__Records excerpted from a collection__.
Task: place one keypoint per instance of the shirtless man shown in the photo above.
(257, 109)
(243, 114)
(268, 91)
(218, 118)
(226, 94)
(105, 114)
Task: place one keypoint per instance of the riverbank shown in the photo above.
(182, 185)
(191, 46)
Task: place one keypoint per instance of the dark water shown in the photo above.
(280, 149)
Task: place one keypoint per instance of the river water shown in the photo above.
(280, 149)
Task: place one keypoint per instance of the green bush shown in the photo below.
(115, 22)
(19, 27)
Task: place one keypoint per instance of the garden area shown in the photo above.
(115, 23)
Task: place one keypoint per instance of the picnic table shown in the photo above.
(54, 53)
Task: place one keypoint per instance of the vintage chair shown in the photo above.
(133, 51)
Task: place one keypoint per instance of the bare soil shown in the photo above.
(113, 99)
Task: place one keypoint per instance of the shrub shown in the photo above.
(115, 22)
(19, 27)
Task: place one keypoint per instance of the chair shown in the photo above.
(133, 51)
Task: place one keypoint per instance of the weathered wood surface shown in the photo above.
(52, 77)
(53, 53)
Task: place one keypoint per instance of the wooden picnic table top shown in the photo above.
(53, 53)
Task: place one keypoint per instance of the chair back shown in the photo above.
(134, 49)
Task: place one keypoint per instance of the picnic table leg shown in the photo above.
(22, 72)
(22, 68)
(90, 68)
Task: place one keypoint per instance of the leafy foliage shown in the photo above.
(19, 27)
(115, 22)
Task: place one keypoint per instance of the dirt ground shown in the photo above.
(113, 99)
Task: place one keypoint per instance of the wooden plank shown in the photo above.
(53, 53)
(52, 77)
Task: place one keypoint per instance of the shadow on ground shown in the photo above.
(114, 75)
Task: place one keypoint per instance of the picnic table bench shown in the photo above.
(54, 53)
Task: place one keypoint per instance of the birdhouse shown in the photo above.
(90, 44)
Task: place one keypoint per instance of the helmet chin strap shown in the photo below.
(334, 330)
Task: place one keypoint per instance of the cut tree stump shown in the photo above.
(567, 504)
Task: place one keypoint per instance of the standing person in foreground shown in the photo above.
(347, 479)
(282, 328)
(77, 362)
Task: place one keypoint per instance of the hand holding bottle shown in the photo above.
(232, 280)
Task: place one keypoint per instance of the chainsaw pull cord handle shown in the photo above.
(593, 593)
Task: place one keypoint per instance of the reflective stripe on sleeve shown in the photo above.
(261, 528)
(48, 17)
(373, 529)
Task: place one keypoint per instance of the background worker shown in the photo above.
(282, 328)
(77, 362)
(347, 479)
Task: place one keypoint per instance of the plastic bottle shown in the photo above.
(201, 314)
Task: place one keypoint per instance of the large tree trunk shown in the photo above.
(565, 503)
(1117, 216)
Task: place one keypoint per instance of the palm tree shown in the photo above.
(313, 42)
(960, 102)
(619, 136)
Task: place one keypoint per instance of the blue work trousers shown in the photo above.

__Try it__. Extract the data in full. Keep it word for word.

__Solution to the exercise__.
Task: place one keypoint per instance of the shirtless man shown in the photo above.
(257, 109)
(243, 114)
(268, 91)
(218, 118)
(226, 94)
(105, 114)
Task: place one keypoint per instance of the riverbank shown in the photo above.
(182, 185)
(191, 46)
Task: place one keypoint per instance of the dark water shown in the photo above.
(280, 149)
Task: place one keypoint per instance of the river water shown in the photo above.
(280, 149)
Task: place one keypoint per instance of the green bush shown in the photo below.
(115, 22)
(19, 27)
Task: place one keypoint per instance of the garden area shown in the photo above.
(115, 23)
Task: place one keypoint per instance of the picnic table shown in the photo above.
(54, 53)
Task: place one keypoint per instance of the vintage chair shown in the photo above.
(133, 51)
Task: place one keypoint per instance of the bare soil shown in the photo above.
(113, 99)
Task: place one keypoint per instance of the shrub shown in the photo above.
(115, 22)
(19, 27)
Task: place one keypoint per instance of the chair shown in the photo above.
(133, 51)
Task: place one keypoint per instance of the weathered wood surface shown in the photo above.
(52, 77)
(53, 53)
Task: place one keypoint per instance of the wooden picnic table top shown in the photo above.
(53, 53)
Task: place one keypoint per instance of the chair back shown in the photo above.
(134, 49)
Task: place one keypoint per instance of the picnic table leg shown in the photo above.
(22, 72)
(22, 68)
(90, 68)
Task: place one keypoint per instance of the leafy foliage shown in the photo above.
(19, 27)
(115, 22)
Task: place one keypoint per instance of the dirt ground shown in the photo above.
(113, 99)
Task: place one keypoint per instance of the wooden plank shown in the photo above.
(53, 53)
(52, 77)
Task: place one keypoint per instance of the shadow on ground shown in the photo above.
(114, 75)
Task: place one keypoint per instance of the picnic table bench shown in the photo above.
(54, 53)
Task: place one keypoint per instance of the birdhouse shown in the photo above.
(90, 44)
Task: place one keypoint per instance of the helmet chin strap shown in the photo below.
(334, 330)
Task: place one keypoint per instance of the cut tree stump shown in the photo above.
(567, 504)
Task: place one keypoint per instance of the standing person in foreground shown in the photo above.
(347, 479)
(282, 328)
(77, 362)
Task: place one keypoint per instance of the hand holding bottle shown in the photo above.
(232, 280)
Task: place one keypoint per instance of the chainsaw pull cord handle shown in the photo above.
(593, 593)
Task: place one keypoint per instance of the reflective stripe on sleeve shown in the photo above.
(261, 528)
(48, 17)
(373, 529)
Task: place one keypoint per instance of the background worker shown in the photo above.
(282, 328)
(77, 362)
(347, 479)
Task: place one keypoint per instance of the plastic bottle shown in the photo above.
(201, 314)
Task: place one keypoint per instance of the large tree trunk shown in the photo above.
(565, 503)
(1117, 216)
Task: place one keypoint per instance of the palm tree shown in the photo above.
(313, 42)
(960, 102)
(619, 136)
Task: place one keypoint per instance of the blue work trousers shown in the photo above.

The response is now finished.